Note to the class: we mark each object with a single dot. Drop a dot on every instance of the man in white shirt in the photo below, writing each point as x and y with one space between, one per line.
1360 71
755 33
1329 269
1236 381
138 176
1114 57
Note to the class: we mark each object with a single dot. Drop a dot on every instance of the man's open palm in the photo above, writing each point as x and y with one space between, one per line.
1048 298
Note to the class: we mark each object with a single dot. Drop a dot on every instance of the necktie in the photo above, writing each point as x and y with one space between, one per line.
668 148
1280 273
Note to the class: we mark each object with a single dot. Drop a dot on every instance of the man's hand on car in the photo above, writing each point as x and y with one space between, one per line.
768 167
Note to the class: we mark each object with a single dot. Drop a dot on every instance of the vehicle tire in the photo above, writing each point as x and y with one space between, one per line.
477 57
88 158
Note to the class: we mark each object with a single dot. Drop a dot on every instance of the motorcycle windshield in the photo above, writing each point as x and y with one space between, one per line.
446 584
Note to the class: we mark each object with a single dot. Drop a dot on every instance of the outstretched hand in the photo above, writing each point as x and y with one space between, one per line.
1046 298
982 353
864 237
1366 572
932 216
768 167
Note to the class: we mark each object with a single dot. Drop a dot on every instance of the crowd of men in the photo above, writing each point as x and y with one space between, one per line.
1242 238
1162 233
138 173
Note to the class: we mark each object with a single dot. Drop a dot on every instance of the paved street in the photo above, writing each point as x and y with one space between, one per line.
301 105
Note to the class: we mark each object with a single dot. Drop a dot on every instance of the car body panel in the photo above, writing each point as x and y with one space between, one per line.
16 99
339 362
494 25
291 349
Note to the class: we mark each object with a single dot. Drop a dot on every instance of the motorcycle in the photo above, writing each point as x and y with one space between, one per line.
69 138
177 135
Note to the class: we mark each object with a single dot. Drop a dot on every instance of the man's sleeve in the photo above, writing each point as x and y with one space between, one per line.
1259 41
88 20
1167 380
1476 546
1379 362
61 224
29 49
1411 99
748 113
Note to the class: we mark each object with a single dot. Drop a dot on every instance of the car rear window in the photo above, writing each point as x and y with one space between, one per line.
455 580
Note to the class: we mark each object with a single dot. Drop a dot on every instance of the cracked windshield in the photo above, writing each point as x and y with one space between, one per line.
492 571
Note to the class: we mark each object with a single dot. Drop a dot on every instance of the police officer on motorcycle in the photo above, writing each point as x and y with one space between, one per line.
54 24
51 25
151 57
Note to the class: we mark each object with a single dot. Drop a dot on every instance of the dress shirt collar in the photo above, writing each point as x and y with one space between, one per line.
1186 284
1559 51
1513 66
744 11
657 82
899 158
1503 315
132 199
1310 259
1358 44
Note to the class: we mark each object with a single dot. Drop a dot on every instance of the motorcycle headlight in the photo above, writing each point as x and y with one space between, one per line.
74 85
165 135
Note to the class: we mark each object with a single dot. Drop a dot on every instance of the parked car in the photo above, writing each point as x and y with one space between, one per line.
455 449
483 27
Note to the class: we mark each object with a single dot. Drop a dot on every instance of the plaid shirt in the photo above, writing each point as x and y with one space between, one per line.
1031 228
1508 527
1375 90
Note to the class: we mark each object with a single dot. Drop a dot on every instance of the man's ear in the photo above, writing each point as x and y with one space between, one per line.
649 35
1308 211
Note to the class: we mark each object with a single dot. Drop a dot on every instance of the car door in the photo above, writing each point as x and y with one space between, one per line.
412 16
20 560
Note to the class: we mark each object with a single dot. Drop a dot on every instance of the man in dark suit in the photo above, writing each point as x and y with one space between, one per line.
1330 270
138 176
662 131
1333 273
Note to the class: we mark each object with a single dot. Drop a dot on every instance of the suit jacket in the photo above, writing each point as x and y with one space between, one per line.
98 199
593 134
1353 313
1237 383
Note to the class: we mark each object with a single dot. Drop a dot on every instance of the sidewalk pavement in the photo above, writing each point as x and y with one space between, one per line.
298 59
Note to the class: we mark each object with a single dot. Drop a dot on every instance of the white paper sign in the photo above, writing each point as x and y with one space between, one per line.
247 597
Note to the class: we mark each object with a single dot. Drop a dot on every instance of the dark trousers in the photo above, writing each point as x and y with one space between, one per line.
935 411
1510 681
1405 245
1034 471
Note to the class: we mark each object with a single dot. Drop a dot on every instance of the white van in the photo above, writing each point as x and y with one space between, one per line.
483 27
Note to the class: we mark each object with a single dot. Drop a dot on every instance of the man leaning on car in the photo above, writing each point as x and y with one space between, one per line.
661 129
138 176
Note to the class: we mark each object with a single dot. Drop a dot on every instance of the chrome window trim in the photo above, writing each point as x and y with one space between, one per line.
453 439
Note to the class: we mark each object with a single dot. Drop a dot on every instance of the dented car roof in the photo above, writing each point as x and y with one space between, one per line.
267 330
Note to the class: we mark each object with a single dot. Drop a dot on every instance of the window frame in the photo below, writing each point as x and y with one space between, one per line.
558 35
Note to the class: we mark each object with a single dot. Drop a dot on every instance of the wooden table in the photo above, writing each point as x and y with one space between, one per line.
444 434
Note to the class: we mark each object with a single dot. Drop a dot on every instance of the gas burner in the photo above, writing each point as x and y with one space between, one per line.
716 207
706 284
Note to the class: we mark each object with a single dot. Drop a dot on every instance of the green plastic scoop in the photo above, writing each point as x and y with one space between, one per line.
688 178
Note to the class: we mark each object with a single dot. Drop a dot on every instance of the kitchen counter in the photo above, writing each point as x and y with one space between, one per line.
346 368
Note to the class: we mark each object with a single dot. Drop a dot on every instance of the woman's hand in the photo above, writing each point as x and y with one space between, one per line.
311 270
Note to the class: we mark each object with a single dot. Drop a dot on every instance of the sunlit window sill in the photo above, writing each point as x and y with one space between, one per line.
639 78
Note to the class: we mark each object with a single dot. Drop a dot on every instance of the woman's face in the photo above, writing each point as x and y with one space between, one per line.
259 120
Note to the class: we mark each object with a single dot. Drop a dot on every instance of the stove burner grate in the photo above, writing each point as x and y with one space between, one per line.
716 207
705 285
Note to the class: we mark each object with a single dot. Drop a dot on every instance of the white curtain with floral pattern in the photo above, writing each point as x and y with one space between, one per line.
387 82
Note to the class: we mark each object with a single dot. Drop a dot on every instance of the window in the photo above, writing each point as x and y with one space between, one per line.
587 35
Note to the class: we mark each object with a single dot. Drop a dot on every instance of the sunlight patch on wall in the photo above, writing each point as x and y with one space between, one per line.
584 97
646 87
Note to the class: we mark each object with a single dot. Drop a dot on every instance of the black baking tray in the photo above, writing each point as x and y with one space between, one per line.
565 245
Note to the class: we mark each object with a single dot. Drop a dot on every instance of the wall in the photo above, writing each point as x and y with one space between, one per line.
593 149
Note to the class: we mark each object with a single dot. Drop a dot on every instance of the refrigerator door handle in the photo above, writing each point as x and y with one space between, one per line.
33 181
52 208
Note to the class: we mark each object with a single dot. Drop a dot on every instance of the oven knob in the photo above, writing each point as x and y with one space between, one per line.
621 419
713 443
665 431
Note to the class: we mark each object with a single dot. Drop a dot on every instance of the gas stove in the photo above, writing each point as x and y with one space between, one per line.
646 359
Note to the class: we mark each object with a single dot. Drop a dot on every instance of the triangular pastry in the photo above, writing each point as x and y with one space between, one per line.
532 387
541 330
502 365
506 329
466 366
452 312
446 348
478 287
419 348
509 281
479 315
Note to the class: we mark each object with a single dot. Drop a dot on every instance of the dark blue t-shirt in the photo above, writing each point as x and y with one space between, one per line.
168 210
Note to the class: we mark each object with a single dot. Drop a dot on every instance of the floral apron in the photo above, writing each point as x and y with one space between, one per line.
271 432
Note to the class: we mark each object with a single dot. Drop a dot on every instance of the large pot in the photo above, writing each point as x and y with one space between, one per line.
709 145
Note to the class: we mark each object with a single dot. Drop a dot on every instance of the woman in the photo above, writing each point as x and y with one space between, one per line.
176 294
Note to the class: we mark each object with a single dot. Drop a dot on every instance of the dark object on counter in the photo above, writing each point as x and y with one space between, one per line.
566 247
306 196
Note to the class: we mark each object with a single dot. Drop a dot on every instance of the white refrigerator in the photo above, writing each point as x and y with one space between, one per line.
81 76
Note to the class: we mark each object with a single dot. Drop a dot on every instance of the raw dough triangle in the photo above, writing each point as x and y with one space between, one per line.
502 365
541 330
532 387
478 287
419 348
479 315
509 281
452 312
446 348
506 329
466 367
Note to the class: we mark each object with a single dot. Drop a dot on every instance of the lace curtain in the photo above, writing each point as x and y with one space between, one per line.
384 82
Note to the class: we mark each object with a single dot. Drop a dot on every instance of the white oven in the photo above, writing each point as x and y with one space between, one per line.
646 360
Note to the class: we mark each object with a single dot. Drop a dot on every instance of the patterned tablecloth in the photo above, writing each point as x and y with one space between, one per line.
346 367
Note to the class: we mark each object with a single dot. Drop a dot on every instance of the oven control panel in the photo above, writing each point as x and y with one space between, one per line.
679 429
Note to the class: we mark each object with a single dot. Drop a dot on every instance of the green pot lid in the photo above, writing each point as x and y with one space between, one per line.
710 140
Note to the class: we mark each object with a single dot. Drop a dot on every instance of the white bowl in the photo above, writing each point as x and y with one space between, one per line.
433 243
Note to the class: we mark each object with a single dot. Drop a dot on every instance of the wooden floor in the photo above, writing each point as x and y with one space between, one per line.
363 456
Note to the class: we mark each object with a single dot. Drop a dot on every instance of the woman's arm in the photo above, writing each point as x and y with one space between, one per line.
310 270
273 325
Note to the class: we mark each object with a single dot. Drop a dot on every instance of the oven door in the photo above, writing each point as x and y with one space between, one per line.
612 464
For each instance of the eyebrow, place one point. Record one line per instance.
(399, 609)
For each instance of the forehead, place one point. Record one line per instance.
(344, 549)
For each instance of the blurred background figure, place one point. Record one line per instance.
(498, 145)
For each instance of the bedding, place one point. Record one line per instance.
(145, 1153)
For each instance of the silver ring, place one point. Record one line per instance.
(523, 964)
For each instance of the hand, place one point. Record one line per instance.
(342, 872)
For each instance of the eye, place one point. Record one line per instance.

..........

→ **Brief**: Quote the lines of the listing above that run from the line with "the oven door" through its last line, both included, and nothing else.

→ **Finished exercise**:
Note to the class: we mark each object with a single dot. Drop a dot on every instance of the oven door in the photo above, writing each point as x and y with one space between, one per line.
612 464
For each instance of the eyebrow, place one point. Record one line per instance.
(399, 609)
For each instance of the forehead, place one point. Record one line per instance.
(344, 549)
For each instance of the blurred background figure, place one point. Record one line per instance.
(498, 145)
For each instance of the bedding, place one point. Record one line per instance.
(145, 1153)
For each instance of the silver ring, place one point. Record one line per instance.
(523, 964)
For each instance of the hand, place one point. Record one line per instance.
(342, 872)
For each instance of the eye, place one point. Record one line per instance.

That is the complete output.